Hans-Uwe Erichsen und Jürgen Zöllner im Interview: "Wir brauchen Planungssicherheit"

Hans-Uwe Erichsen, der ehemalige Vorsitzende des Kuratoriums der Freien Universität Berlin und sein Nachfolger Jürgen Zöllner im Interview.

Professor Erichsen, Sie sind seit 2001 Vorsitzender des Kuratoriums gewesen und haben damit fast ein Fünftel der gesamten Geschichte der Freien Universität Berlin mitgeprägt. Welche Bilanz ziehen Sie?

Ich gehe zufrieden aus dem Amt und denke, dass das Kuratorium die Universität in den Jahren auf ihrem Weg erfolgreich unterstützt und begleitet hat. Es war eine positive Erfahrung, weil im Kuratorium Partikularinteressen zurückstanden. Die externen und internen Mitglieder des Kuratoriums waren immer bestrebt, Entscheidungen zum Wohl der Universität zu treffen. Bei dem studentischen Mitglied gab es zwar häufig eine Art Gegenstimmen-Reflex, andererseits hat es stets durch Fragen und Beiträge zu einer sehr konstruktiven und förderlichen Diskussion beigetragen.

Welche Ereignisse waren für Sie die wichtigsten?

Erichsen: Das wichtigste war sicherlich die Exzellenzinitiative. Ich bin als Kuratoriumsvorsitzender von Anfang an einbezogen worden in die Überlegungen zur Konzeption und konnte mich einbringen. Wichtige Zäsuren, die weiter zurückliegen, waren 2001 das erfolgreiche Engagement der Universität gegen die Schließung des Universitätsklinikums Benjamin Franklin und die Entscheidungen im Zusammenhang mit dem Strukturplan 2003/2004. Die Universität stand damals vor der schwierigen Aufgabe, bis 2009 etwa 37 Millionen Euro einzusparen. Um die Kürzungsvorgaben des Landes zu erreichen, musste sie beispielsweise Einsparungen in Höhe von 20 Millionen Euro durch die Streichung von Professuren einschließlich ihrer Ausstattung umsetzen. Das war ein schmerzhafter Prozess. Es zählt aber zu den Stärken der Freien Universität, dass sie es immer geschafft hat, auch aus extrem schwierigen Situationen gestärkt hervorzugehen; ein Beleg dafür ist der spätere Erfolg in der Exzellenzinitiative.

Haben Sie Unvorhersehbares erlebt?

Erichsen: Eine große Herausforderung waren die Monate, nachdem Professor Dieter Lenzen die Freie Universität verlassen hatte und sehr schnell ein neuer Präsident gefunden werden musste. Die Universität war ins kalte Wasser geworfen worden, das Verhalten aller war geprägt von der Überlegung: Wir müssen den besten Präsidenten finden. Das ist aus meiner Sicht gelungen.

★ ★ ★ ★

* Aufgabenstellung
Schreib aus dem Interview zum Kuratorium der Freien Universität das Stück ab, das bei den Worten „Ich gehe zufrieden“ anfängt und nach „förderlichen Diskussion beigetragen.“ aufhört.

* Aufgelistete Einträge
★ ★ ★ ★

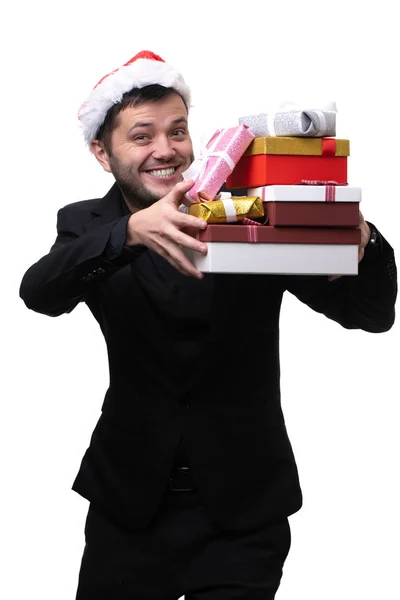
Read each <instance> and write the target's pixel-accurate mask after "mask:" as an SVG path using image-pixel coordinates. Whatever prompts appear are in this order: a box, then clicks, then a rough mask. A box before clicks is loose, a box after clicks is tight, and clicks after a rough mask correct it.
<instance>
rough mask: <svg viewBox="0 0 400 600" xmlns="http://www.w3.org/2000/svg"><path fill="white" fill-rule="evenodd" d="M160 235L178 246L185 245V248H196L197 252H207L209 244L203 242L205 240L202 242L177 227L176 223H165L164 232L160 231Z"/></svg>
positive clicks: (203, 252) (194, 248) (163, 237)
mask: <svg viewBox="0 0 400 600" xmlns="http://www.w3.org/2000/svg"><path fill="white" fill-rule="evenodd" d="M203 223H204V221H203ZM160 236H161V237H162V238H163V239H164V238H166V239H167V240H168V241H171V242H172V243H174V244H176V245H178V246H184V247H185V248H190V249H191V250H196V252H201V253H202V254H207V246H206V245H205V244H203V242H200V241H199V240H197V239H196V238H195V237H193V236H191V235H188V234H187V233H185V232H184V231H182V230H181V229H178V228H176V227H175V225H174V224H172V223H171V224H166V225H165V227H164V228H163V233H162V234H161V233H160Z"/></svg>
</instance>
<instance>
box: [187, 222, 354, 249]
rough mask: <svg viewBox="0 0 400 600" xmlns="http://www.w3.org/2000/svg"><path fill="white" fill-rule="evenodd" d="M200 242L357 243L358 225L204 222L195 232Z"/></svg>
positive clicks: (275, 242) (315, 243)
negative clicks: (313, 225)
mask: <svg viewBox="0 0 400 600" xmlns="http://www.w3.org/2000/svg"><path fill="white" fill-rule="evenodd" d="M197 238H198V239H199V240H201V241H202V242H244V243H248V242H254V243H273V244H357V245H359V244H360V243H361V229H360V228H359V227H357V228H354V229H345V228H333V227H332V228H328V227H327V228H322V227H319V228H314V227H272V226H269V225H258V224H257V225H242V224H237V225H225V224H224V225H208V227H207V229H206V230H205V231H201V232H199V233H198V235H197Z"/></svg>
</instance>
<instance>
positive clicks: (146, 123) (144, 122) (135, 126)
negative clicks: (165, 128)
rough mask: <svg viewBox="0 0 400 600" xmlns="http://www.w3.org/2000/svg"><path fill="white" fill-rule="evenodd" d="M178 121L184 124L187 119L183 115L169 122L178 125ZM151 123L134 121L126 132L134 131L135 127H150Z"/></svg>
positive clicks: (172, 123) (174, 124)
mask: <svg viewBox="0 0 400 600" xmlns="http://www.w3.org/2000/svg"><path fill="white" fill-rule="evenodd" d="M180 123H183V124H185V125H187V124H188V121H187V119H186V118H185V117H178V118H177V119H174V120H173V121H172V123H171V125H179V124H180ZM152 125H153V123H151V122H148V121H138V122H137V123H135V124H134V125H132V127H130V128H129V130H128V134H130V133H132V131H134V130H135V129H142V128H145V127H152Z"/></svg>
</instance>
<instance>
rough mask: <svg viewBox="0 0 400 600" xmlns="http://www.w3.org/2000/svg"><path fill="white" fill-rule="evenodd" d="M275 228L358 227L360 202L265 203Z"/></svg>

★ ★ ★ ★

* Erledigte Aufgabe
Ich gehe zufrieden aus dem Amt und denke, dass das Kuratorium die Universität in den Jahren auf ihrem Weg erfolgreich unterstützt und begleitet hat. Es war eine positive Erfahrung, weil im Kuratorium Partikularinteressen zurückstanden. Die externen und internen Mitglieder des Kuratoriums waren immer bestrebt, Entscheidungen zum Wohl der Universität zu treffen. Bei dem studentischen Mitglied gab es zwar häufig eine Art Gegenstimmen-Reflex, andererseits hat es stets durch Fragen und Beiträge zu einer sehr konstruktiven und förderlichen Diskussion beigetragen.